**Written instruction:** All of the data that follows should be retyped exactly, please, except the pictures.

(Dataset records about object locations)
-=-=-

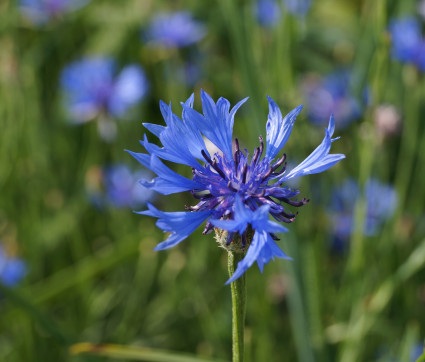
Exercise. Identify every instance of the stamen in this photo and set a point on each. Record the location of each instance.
(201, 196)
(274, 237)
(230, 186)
(243, 240)
(261, 145)
(255, 157)
(279, 163)
(208, 228)
(295, 203)
(213, 164)
(283, 218)
(244, 171)
(281, 171)
(236, 145)
(267, 174)
(229, 238)
(218, 169)
(261, 194)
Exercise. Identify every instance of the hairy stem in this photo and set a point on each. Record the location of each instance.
(238, 289)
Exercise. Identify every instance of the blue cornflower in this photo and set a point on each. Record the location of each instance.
(381, 203)
(92, 87)
(236, 193)
(297, 7)
(331, 94)
(175, 30)
(12, 269)
(41, 11)
(267, 12)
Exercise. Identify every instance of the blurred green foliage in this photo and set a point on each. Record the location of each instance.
(92, 275)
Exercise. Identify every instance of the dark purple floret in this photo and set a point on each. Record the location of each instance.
(253, 179)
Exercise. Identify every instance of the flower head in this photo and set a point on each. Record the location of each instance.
(236, 192)
(175, 30)
(92, 87)
(12, 269)
(41, 11)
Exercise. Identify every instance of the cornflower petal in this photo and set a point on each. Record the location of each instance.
(278, 128)
(319, 160)
(269, 251)
(217, 123)
(143, 158)
(181, 137)
(155, 129)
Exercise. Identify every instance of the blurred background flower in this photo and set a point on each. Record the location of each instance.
(12, 269)
(42, 11)
(330, 94)
(174, 30)
(117, 186)
(93, 88)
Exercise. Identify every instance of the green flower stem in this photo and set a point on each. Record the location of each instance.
(238, 289)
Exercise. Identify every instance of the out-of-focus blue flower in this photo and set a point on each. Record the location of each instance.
(41, 11)
(175, 30)
(233, 189)
(331, 94)
(416, 352)
(117, 186)
(381, 203)
(12, 269)
(93, 87)
(267, 12)
(297, 7)
(123, 189)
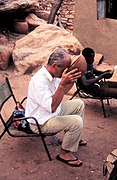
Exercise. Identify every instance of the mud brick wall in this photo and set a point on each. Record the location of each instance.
(66, 11)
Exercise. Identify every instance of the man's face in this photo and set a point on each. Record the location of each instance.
(60, 68)
(89, 60)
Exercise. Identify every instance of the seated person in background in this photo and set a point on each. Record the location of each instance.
(45, 93)
(91, 82)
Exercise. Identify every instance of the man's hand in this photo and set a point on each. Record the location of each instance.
(107, 74)
(70, 77)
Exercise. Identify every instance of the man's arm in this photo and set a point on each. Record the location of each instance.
(66, 83)
(88, 82)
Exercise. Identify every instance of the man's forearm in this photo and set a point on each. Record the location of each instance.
(57, 97)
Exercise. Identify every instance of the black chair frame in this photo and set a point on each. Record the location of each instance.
(83, 94)
(9, 122)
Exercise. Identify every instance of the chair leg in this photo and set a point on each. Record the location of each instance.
(107, 101)
(76, 92)
(104, 112)
(46, 148)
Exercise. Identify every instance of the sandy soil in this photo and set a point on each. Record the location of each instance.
(25, 158)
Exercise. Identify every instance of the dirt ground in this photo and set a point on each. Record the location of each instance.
(25, 158)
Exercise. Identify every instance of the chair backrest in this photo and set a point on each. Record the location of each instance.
(6, 93)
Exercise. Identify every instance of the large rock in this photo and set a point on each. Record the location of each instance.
(13, 5)
(33, 50)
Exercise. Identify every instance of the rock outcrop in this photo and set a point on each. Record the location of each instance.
(33, 50)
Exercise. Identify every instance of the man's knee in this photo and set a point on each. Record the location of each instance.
(77, 122)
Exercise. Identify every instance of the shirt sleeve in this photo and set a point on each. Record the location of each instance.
(41, 95)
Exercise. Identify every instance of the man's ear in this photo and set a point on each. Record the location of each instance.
(54, 65)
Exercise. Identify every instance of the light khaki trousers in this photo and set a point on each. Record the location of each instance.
(69, 120)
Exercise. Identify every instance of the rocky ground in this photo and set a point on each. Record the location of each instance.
(25, 158)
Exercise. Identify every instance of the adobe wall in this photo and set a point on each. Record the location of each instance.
(66, 11)
(98, 34)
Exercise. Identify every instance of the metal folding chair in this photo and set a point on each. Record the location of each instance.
(83, 94)
(6, 94)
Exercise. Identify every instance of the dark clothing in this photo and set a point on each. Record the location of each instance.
(100, 88)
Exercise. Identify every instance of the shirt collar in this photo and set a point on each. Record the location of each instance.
(47, 74)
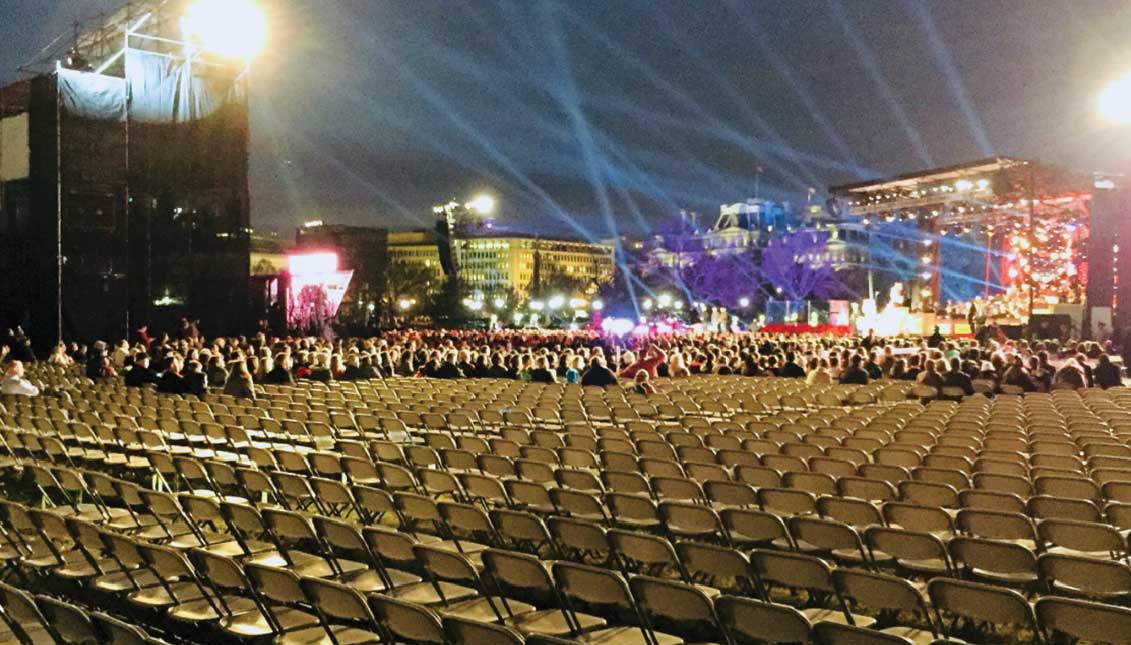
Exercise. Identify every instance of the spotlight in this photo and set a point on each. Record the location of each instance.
(230, 28)
(1115, 101)
(482, 204)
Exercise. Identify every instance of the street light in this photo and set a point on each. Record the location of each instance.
(1115, 101)
(481, 204)
(230, 28)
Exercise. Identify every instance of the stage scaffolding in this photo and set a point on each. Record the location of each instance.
(149, 194)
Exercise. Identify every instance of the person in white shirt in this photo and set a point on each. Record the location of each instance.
(14, 381)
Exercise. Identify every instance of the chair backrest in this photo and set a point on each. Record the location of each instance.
(794, 570)
(878, 591)
(407, 621)
(22, 613)
(980, 602)
(117, 631)
(1076, 574)
(464, 631)
(1084, 620)
(745, 619)
(72, 624)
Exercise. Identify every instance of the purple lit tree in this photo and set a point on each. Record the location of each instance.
(795, 267)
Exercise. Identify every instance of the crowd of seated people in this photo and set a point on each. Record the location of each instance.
(192, 364)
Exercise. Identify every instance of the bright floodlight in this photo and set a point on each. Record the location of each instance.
(312, 264)
(1115, 101)
(230, 28)
(482, 204)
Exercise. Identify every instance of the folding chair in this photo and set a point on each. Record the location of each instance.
(1084, 620)
(980, 603)
(745, 619)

-=-=-

**Answer to the task:**
Exercise. Identify every instance of the stamen in this photo and set a point on each. Record the location of each instance.
(201, 196)
(274, 237)
(230, 186)
(243, 240)
(261, 145)
(255, 157)
(279, 163)
(208, 228)
(295, 203)
(213, 164)
(283, 218)
(244, 171)
(281, 171)
(236, 145)
(267, 174)
(229, 238)
(218, 169)
(261, 194)
Exercise. Identify every instance of the hairy stem in this photo and set a point on each. Record the location of each instance.
(238, 289)
Exercise. Identify every instance of the blue cornflower in this photo and set a point on each. Record the location of each instance.
(381, 203)
(92, 87)
(236, 193)
(297, 7)
(331, 94)
(175, 30)
(12, 269)
(41, 11)
(267, 12)
Exercise. Identify every instance of the blurred green foliage in this photo and set a point on each. Record the location of each instance.
(92, 275)
Exercise. Identify every instance of the dark purple floret in this photo and set a point on each. Record the location of each instance.
(253, 179)
Exercise. Identify every instance of the flower head in this photo and set a point on each. Record the location of each instance.
(236, 192)
(175, 30)
(92, 87)
(12, 269)
(41, 11)
Exercise. Identify every instance of the cornflower petal in this photo and set a point on each. Record the location of each instance.
(278, 128)
(319, 160)
(269, 251)
(217, 123)
(143, 158)
(181, 137)
(155, 129)
Exercise. Identify every instance of the blurred background flower in this photo and set a point on each. Record the location of each instance.
(12, 269)
(42, 11)
(330, 94)
(174, 30)
(117, 186)
(93, 88)
Exercise. Identify every instance of the green flower stem in this photo and set a point on each. Record the location of each instance.
(238, 289)
Exercise. Identify every instance of the out-of-focus blue flower in this photo and set a point on each. Record the location of each instance.
(41, 11)
(175, 30)
(233, 189)
(331, 94)
(416, 352)
(117, 186)
(381, 203)
(12, 269)
(93, 87)
(267, 12)
(297, 7)
(123, 189)
Exercise. Identify every instance of the mud brick wall in this photo and set a point on each. Record the location of each instance.
(66, 11)
Exercise. Identify every instance of the man's face in this photo and set a point on each. Record the location of each instance.
(60, 68)
(89, 60)
Exercise. Identify every instance of the seated person in background in this photo and set a point on each. Record the location of each instance.
(45, 93)
(91, 82)
Exercise. Identify every instance of the man's hand in this photo and set a point on each. Record the location of each instance.
(107, 74)
(70, 77)
Exercise. Identify every instance of the man's arm in this photo and set a point on each. Record the location of each instance.
(66, 83)
(88, 82)
Exercise. Identify every instance of the man's forearm in this photo and set a point on each. Record the location of each instance.
(57, 97)
Exercise. Identify every instance of the black chair frame in this photo and set a point on each. Record the location of each instance.
(83, 94)
(9, 122)
Exercise. Identify every instance of the chair leg in this photo and set a point on each. Record the location of each instance.
(107, 101)
(76, 92)
(104, 112)
(46, 148)
Exercise. Identify every instance of the sandy soil in this photo and set a point on each. Record the location of each instance.
(25, 158)
Exercise. Identify every instance of the dirt ground in this photo and set a point on each. Record the location of each instance.
(25, 158)
Exercise. Identify every instance of the chair backrest in this photo and set a point on each. Record the location of each instance.
(6, 93)
Exercise. Identify every instance of the large rock in this photo and set a point on each. Record the location of each instance.
(13, 5)
(33, 50)
Exercise. Identify every instance of the rock outcrop in this photo and set a point on each. Record the location of each instance.
(33, 50)
Exercise. Identify every instance of the man's knee in this photo and set a point on each. Record the location of each instance.
(77, 122)
Exercise. Identify every instance of the shirt sleeve in this photo and set a point on each. Record the location of each instance.
(41, 95)
Exercise. Identify every instance of the man's ear in this photo and set a point on each. Record the location of each instance.
(54, 65)
Exercise. Identify every instance of the light khaki trousers in this photo and set a point on each. Record the location of each instance.
(69, 120)
Exercise. Identify every instance of the rocky ground in this photo and set a point on each. Record the location of each instance.
(25, 158)
Exercise. Identify every instance of the adobe wall in this photo and set a point on each. Record the location of each instance.
(66, 11)
(98, 34)
Exercise. Identify every instance of the metal folding chair in this photo and set a point on each. Record the location of each instance.
(83, 94)
(6, 94)
Exercise. Identify every instance of the dark clothing in this photo and set a point on each. Record the location of each instance.
(100, 88)
Exercise. Identify every instance of the shirt collar in this photo and set a point on each. Record the location of each instance.
(47, 74)
Exercise. Identify every instance of the spotlight in this photo and set a point on each. Record the location of each instance.
(230, 28)
(1115, 101)
(482, 204)
Exercise. Identify every instance of the street light in this photo and set a point on each. Record the location of each instance.
(1115, 101)
(481, 204)
(230, 28)
Exercise. Identify every instance of the stage scaffolding in this photo and set a point on each. Record the location of each instance.
(149, 194)
Exercise. Identify every instance of the person in white shirt in this photo and set a point on each. Record the location of each instance.
(14, 381)
Exercise. Identify every instance of the chair backrest in this photo and set a point on each. Record the location of each instance.
(794, 570)
(878, 591)
(407, 621)
(22, 613)
(980, 602)
(117, 631)
(1076, 574)
(464, 631)
(1084, 620)
(745, 619)
(72, 624)
Exercise. Identify every instance of the purple lit tree in this photo and set a point on each. Record the location of each instance.
(795, 267)
Exercise. Identify every instance of the crowd of seated people in this photo and set a point on each. Record the location of each instance.
(192, 364)
Exercise. Identify every instance of the bright floodlight in this photo and set a point on each. Record the location of each instance.
(312, 264)
(1115, 101)
(230, 28)
(482, 204)
Exercise. Identify every instance of the folding chair in this photo and set a point on each. Record the location of each instance.
(1084, 620)
(980, 603)
(745, 619)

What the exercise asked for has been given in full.